Region pointing data
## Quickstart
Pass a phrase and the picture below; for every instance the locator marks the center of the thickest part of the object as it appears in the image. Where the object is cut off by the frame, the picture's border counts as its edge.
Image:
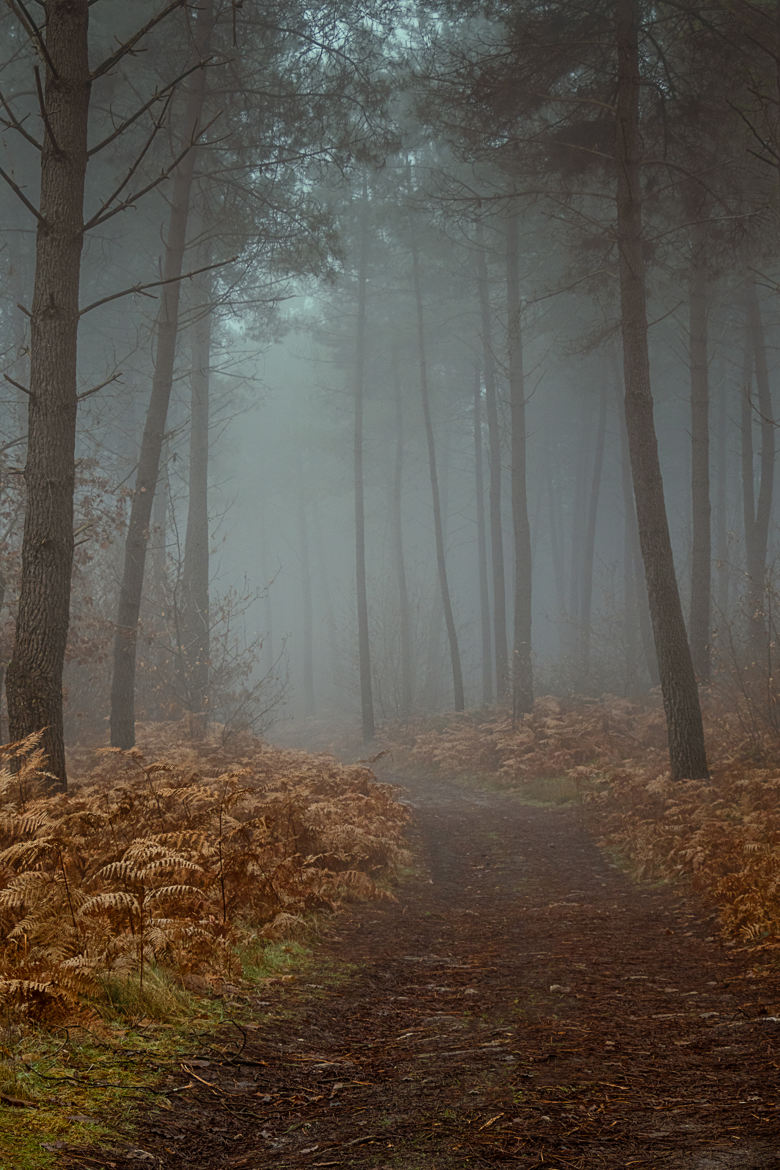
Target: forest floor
(522, 1003)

▶ Exercise: Output a verbatim copy of all entries above; no pictures go in it.

▶ Exercise response:
## Quickstart
Pass a phrase and the picture below; for every instance the locator marks the center of the thickest part of the object as it appears in the image. Where the object is cut off by the frame, the picture's border counts as its edge.
Image:
Target: forest floor
(522, 1003)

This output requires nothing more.